Exercise instructions | Update the items below by changing "white road marking" to "painted lane line" and leaving every other part of them unchanged.

Data excerpts |
☆ ☆ ☆
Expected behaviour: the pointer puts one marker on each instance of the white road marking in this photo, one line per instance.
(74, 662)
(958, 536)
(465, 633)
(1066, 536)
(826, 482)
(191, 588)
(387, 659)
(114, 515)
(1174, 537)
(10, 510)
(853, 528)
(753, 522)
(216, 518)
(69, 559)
☆ ☆ ☆
Exercise response |
Expected behaviour: the pointer puts one marker on each instance of the painted lane line in this photo, one line per instance.
(74, 662)
(958, 536)
(465, 633)
(1066, 536)
(826, 482)
(191, 588)
(387, 659)
(114, 515)
(1174, 537)
(10, 510)
(853, 528)
(753, 522)
(216, 518)
(69, 559)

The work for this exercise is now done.